>> begin

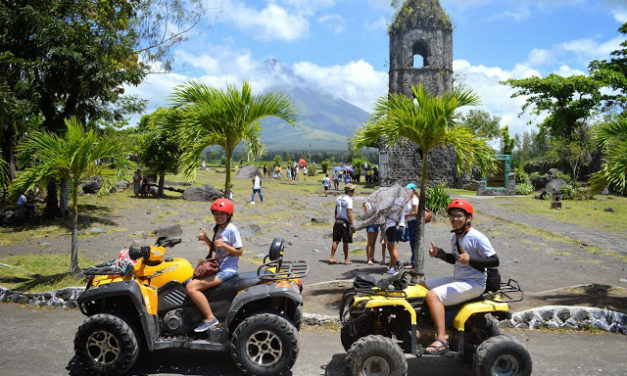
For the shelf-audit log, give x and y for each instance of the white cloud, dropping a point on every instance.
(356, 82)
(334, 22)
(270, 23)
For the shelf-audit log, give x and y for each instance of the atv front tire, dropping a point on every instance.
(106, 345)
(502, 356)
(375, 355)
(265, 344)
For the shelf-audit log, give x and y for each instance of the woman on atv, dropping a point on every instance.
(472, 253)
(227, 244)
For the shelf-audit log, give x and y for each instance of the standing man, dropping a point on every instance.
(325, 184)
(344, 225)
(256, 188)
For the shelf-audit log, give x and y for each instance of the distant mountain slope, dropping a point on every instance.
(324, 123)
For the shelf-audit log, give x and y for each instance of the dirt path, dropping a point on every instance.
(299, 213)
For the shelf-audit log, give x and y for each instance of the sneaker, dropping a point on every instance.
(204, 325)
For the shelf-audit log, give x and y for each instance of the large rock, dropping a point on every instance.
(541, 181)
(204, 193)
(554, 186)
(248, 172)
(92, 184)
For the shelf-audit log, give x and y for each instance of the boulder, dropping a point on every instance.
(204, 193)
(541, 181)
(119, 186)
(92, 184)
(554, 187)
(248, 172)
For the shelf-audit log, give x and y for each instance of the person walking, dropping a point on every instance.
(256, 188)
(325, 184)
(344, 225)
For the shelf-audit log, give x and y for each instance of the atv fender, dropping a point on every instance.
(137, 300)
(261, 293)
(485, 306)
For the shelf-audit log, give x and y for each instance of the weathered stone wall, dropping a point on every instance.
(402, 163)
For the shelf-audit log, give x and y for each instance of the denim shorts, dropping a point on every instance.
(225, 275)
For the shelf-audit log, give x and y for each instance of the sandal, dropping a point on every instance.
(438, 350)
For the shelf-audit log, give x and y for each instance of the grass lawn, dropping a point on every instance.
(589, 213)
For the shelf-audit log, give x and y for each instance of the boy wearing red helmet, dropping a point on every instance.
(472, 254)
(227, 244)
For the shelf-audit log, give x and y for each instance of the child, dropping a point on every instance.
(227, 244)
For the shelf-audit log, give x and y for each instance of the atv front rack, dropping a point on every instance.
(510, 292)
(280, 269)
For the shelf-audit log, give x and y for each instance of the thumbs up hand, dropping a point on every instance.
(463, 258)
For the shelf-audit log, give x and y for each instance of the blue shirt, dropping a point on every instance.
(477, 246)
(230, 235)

>> end

What the exercise asks
Rewrite the data above, changing every "shelf-audit log" to "field survey sheet" and leaving everything else the same. Leave out the pictures.

Output for this task
For the field survey sheet, give x and y for each instance of the white cloud, dropping a point on every instance.
(356, 82)
(334, 22)
(270, 23)
For the field survey sheet, give x and y for each instance of the atv front tire, dropping a point on every instance.
(106, 345)
(502, 356)
(375, 355)
(265, 344)
For the field survey sheet, give x and y for each instance of the woman on atv, dropping a point on every instance.
(472, 253)
(227, 244)
For the field survey sheet, give x and y for each instance of the standing man, dropping a point on every instance.
(325, 184)
(344, 225)
(256, 188)
For the field survey sheet, give x and y for each instance of the distant mountain slope, dropping a point on every instance.
(324, 123)
For the field survey sheet, give x and y for each instance of the dirt path, dropping a point on every instance.
(299, 213)
For the field survey sheet, give x and y for each instance of the sneaker, dropping a point on every instance.
(204, 325)
For the field survey sheet, give x and y for each instance of the large rock, dropping a point on every instance.
(541, 181)
(204, 193)
(554, 186)
(248, 172)
(92, 184)
For the field survey sheet, give x and y for each instance of the boulder, dropping a point on every instance.
(204, 193)
(541, 181)
(119, 186)
(92, 184)
(554, 187)
(248, 172)
For the field survey sheet, give x and y for each instance of the person walking, dropping a point on every instance.
(256, 188)
(325, 184)
(344, 225)
For the field survey sheet, give x and y for each instance of the atv fender, dropping a point on every instance.
(137, 300)
(261, 293)
(485, 306)
For the field survey sheet, give x and y for each instance of the weathered stone wall, dropping a point on every instance.
(402, 163)
For the field survey sheet, give x and y for each instance of the denim shorts, dropping a point on every instance.
(225, 275)
For the field survey sheet, give x and y for each instance of the sandal, dropping a point on every instance.
(438, 350)
For the field survey sheet, give x and y for each instance of the grass lawn, dropping a point on every instance.
(589, 213)
For the field survey sheet, give x and y for each instance of the boy wearing red helmet, dropping a point on every instance.
(472, 254)
(227, 244)
For the field survey sheet, give x and y for each instance of the child, dropping a point on every instance.
(227, 244)
For the field survey sheet, give x and y for each instance of the atv front rack, dropping a point on every instance.
(510, 292)
(280, 269)
For the field survey sheet, give x and y for each instance of the thumbs up hand, dropping a point on every instance.
(463, 258)
For the field survey sheet, give x and y for each instance of the blue shirt, dropping a point on every instance.
(477, 246)
(230, 235)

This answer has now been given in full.